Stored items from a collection
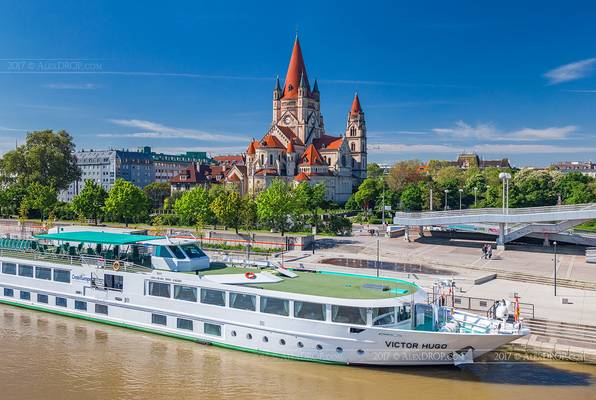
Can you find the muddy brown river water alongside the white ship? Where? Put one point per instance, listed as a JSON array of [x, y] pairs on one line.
[[44, 356]]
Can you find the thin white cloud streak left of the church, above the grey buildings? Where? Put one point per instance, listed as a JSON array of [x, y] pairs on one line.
[[156, 130]]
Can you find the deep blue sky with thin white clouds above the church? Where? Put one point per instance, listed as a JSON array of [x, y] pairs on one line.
[[504, 79]]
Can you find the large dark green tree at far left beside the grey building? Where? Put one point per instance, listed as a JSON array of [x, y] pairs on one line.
[[47, 158]]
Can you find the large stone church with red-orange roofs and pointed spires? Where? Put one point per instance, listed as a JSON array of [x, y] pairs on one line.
[[297, 149]]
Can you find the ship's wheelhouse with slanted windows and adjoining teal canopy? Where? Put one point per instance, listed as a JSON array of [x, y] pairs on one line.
[[125, 251]]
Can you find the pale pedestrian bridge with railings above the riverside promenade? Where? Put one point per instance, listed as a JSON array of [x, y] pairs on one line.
[[513, 222]]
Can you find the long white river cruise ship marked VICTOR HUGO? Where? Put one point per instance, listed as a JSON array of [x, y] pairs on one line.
[[168, 286]]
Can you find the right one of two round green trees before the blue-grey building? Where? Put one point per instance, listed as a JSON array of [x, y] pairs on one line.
[[126, 202]]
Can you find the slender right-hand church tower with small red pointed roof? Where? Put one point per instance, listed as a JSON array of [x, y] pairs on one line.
[[356, 135]]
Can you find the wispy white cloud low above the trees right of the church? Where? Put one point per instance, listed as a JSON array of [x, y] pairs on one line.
[[488, 131]]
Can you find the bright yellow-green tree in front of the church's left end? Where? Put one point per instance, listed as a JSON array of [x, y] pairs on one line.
[[275, 206]]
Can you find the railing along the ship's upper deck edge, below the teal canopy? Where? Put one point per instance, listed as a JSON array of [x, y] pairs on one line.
[[66, 259]]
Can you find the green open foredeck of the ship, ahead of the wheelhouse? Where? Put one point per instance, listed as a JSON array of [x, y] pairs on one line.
[[327, 283]]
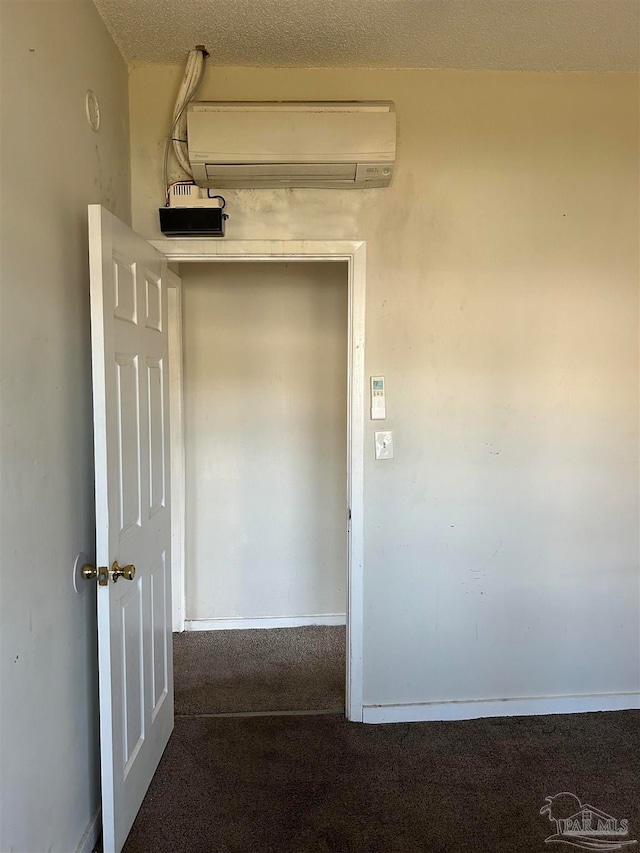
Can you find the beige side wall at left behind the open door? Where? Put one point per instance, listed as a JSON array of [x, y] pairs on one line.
[[52, 166]]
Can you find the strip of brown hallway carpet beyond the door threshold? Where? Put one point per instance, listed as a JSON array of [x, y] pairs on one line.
[[280, 669]]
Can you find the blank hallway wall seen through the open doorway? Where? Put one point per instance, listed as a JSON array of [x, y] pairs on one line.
[[265, 393]]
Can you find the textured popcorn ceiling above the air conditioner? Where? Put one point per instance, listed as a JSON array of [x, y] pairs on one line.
[[537, 35]]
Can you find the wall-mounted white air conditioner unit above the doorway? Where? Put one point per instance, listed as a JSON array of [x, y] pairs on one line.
[[345, 145]]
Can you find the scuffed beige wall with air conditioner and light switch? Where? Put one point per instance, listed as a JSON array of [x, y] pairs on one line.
[[501, 544]]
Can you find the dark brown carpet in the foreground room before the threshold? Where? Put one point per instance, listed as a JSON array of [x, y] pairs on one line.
[[322, 785]]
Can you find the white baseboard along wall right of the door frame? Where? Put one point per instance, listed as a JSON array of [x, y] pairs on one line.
[[472, 710]]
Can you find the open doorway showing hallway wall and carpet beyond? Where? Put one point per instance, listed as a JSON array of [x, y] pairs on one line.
[[266, 514]]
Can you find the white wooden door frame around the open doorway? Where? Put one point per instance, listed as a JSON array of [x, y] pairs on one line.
[[353, 252]]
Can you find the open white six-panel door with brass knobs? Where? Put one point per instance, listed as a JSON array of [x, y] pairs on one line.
[[133, 523]]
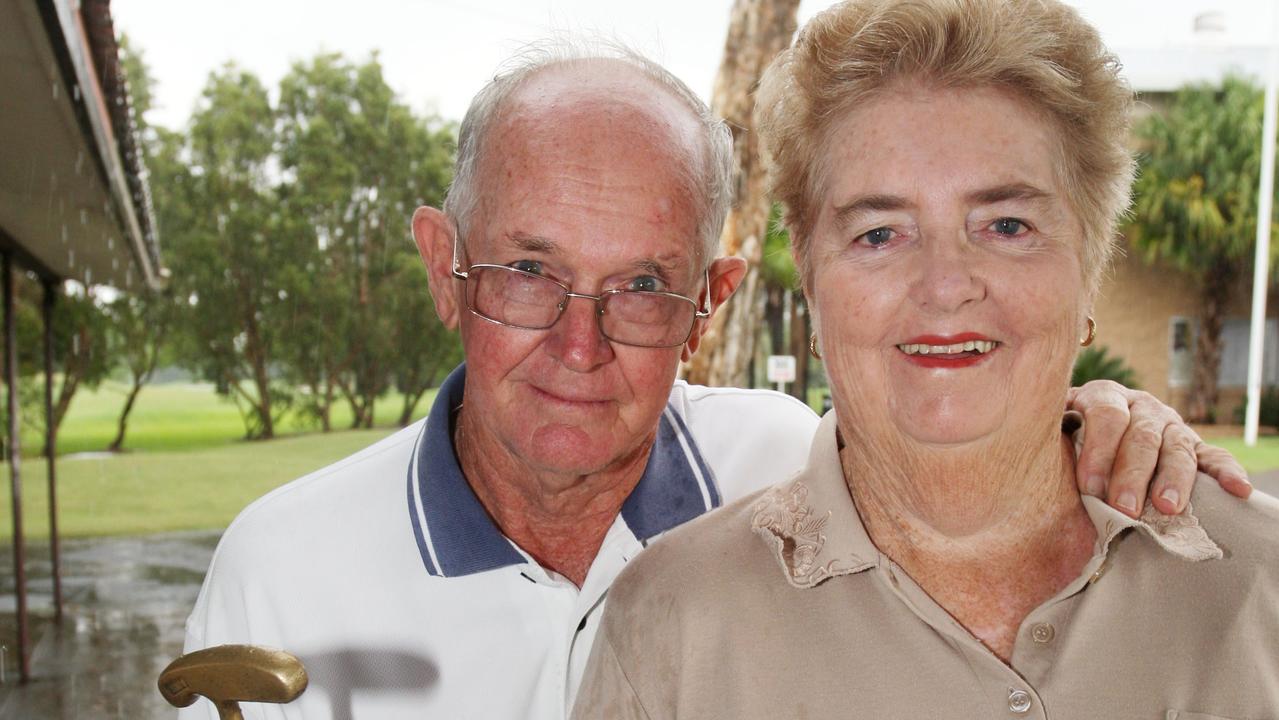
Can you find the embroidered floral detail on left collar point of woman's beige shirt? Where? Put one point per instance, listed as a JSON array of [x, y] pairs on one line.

TRY IT:
All the records need to be repeated exactly, with the images dropped.

RESPONSE AREA:
Can you find the muddy brown river water alongside the white ship? Where? Put one point per instance, listed as a JSON array of [x, y] pairs on one line.
[[44, 356]]
Can you find the thin white cloud streak left of the church, above the grey buildings? Where? Put one point per instance, listed as a JSON array of [x, y] pairs on one line.
[[156, 130]]
Can you find the deep blue sky with thin white clouds above the church? Where? Put one point per instance, listed as a JSON array of [x, y] pairs on one line.
[[504, 79]]
Can you find the large dark green tree at far left beside the grey building? Where? Put one point per instance, listed as a JSON array of [x, y] pairs on one line.
[[47, 158]]
Can you find the large stone church with red-orange roofs and pointed spires? Where? Put one point per instance, listed as a JSON array of [x, y] pairs on one line.
[[297, 149]]
Can you find the ship's wheelhouse with slanted windows and adjoining teal canopy? Where? Put one point per instance, listed as a JSON array of [x, y] pairs on one line.
[[125, 251]]
Can you find the pale pedestrian bridge with railings above the riverside promenade? Where? Put one point per instance, listed as a JSON array of [x, y] pairs on one line.
[[513, 222]]
Can you find the long white river cruise ship marked VICTOR HUGO? Where? Put one point per instance, listed as a JSON array of [x, y] pairs on one line.
[[168, 286]]
Can you find the right one of two round green trees before the blue-grey building? Where? Put one point per instance, listed as a JSON array of [x, y] pairs on one line.
[[126, 202]]
Can you find the slender right-hand church tower with small red pointed roof? Where? Put one point per instance, listed as a JSON array of [x, y] pairs on one line.
[[356, 135]]
Can you find the wispy white cloud low above the trees right of the church? Where? Put one point per instance, listed as a JSON array of [x, y] pairs on one line.
[[488, 131]]
Can you find the bright yellow-green tree in front of the church's left end? Where? Put one point per instance, listed as a JSON array of [x, y] pairs on one line.
[[275, 206]]
Can you find the railing along the ship's upper deck edge, below the teal canopy? Where? Put one point per instance, listed as a JSON array of [x, y] pairs on one line.
[[66, 259]]
Can you find the green open foredeck of the ship, ahead of the wheelhouse? Where? Put one point per instance, listed as a JSON array of [x, y] pairs on one line.
[[327, 283]]
Can you find the beige side wall at left behind the open door? Where? Put one point per instance, listed as a JSON array of [x, y] pairs on one line.
[[52, 166]]
Can you find the strip of brown hallway carpet beyond the door threshold? Where? Put one point per instance, listed as a JSON array of [x, y] pairs on one line.
[[280, 669]]
Can you find the blank hallway wall seen through the open doorway? Where? Put one point per instance, listed as a JSON array of [x, y] pairs on one line.
[[265, 393]]
Can you find the textured popcorn ceiling above the air conditioner? Where? Put one point per instance, listed as a JSON array of [x, y] pairs on one line.
[[537, 35]]
Can you find the wall-mounted white air conditioner unit above the doorway? Where? Put one point per instance, listed as a JSON array of [x, y] pairs on one line.
[[345, 145]]
Can you find the scuffed beige wall with air conditioner and light switch? Where? Put one point per instance, listed as a JSON array of [x, y] pairs on one line.
[[501, 544]]
Can you find the dark brown carpet in the foreground room before the threshold? Where? Put one point per instance, listed as a JSON array of [x, y] pairs on one line.
[[322, 785]]
Can you find the white baseboard along wall right of the door frame? Where? Put one point per instance, listed as a JSON array of [x, y] pairs on one line.
[[472, 710]]
Can you find the open doorway showing hallway wall and carpet beyond? Where? Put one point per instance, listed as a JSON array of [x, y] pairs on one line.
[[266, 514]]
Can you find the white wooden door frame around the open doorway? Where? Put one point per instance, listed as a JSON array of [x, y] pairs on one line.
[[353, 252]]
Can you find the open white six-panel door with brass knobs? Where? Put one point per instance, listed as a JSON array of [x, y] pairs on one line.
[[133, 523]]
Can you find the embroidered floral detail on left collar point of woman's beige shirt? Where? Put one point per instance, listed as a JSON array of [x, y] pairs on one line.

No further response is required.